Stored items
===============

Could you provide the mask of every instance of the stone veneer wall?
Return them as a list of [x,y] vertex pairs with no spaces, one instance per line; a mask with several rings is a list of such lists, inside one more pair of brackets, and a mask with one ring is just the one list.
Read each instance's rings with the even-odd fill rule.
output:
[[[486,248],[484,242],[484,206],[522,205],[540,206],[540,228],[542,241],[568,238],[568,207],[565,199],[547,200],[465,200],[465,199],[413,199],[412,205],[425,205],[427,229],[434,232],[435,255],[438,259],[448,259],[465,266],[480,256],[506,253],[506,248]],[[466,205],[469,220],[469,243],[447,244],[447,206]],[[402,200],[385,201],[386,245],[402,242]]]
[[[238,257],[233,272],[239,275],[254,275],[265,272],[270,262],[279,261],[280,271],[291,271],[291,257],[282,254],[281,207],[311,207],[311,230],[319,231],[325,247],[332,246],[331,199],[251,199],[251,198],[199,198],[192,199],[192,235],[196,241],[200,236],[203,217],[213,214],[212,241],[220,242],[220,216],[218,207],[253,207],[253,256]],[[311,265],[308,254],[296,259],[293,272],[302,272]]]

===============

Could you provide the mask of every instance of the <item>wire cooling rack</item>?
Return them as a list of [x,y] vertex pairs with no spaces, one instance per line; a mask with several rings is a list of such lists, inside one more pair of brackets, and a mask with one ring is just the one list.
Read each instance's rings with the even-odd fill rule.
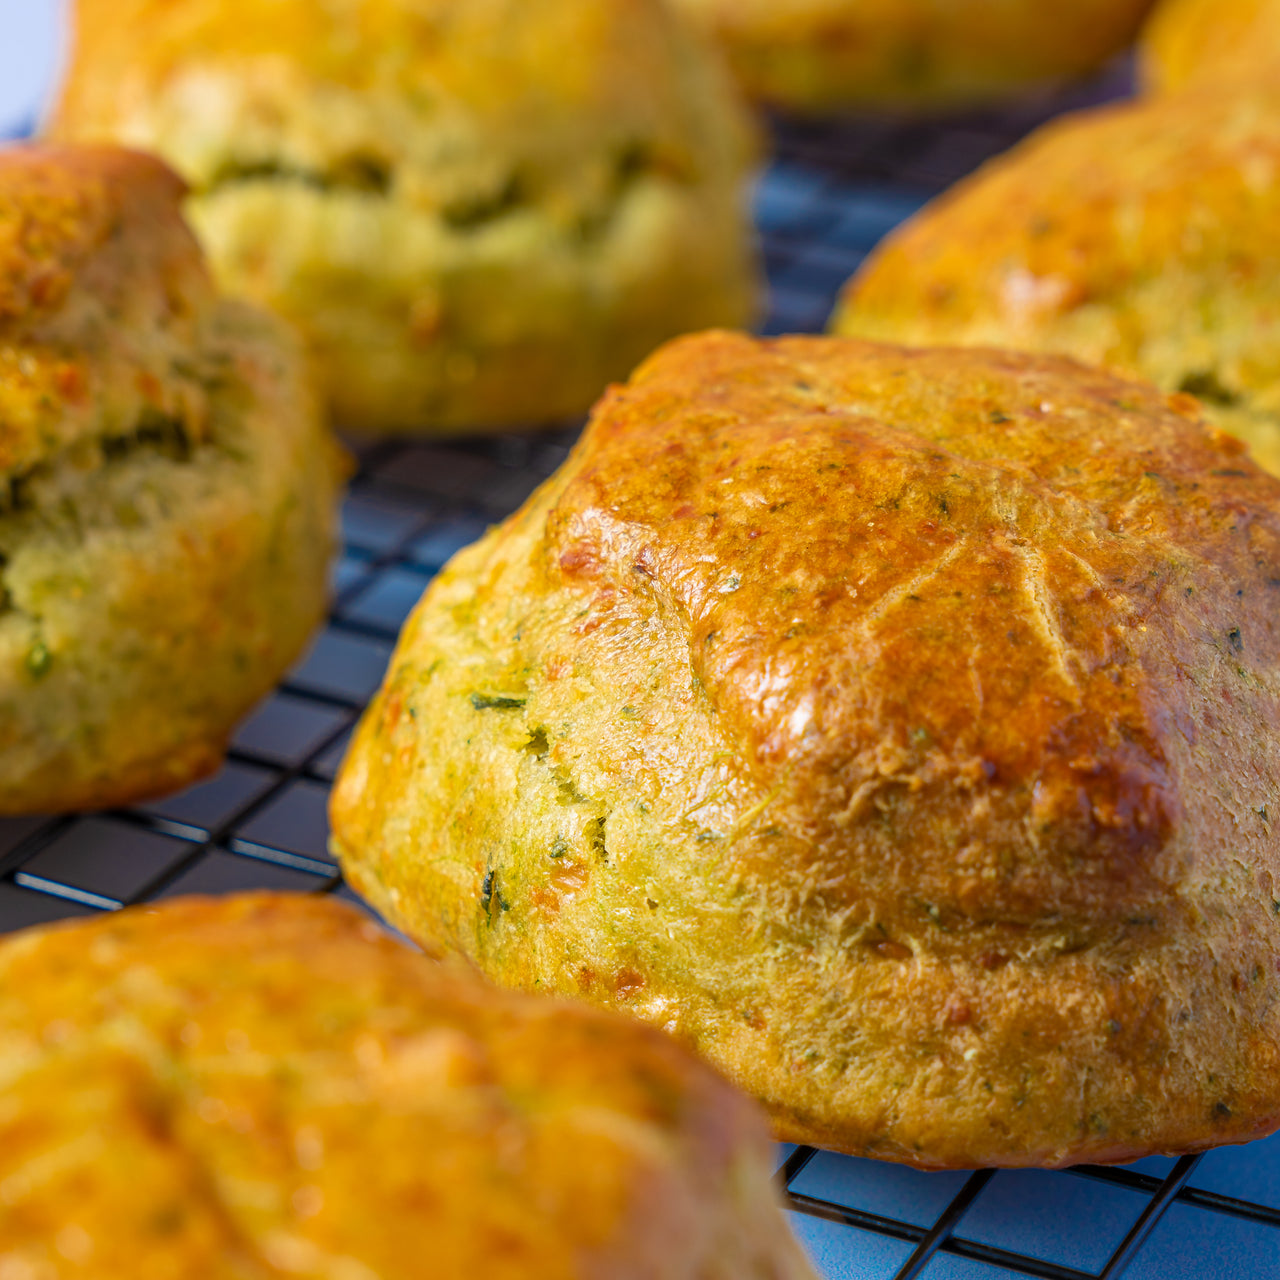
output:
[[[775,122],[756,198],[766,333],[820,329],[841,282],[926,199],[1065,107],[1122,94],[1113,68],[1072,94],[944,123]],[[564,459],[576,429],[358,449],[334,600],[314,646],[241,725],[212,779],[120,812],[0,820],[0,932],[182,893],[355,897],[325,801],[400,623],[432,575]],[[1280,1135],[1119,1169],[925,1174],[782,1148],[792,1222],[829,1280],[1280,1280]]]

===============

▶ _About this exercise_:
Lines that hold the word "every" are the ones to copy from the entries above.

▶ _Solution_:
Could you provide the mask of every instance of the stone veneer wall?
Could you provide the mask of every instance of the <item>wire cooling rack</item>?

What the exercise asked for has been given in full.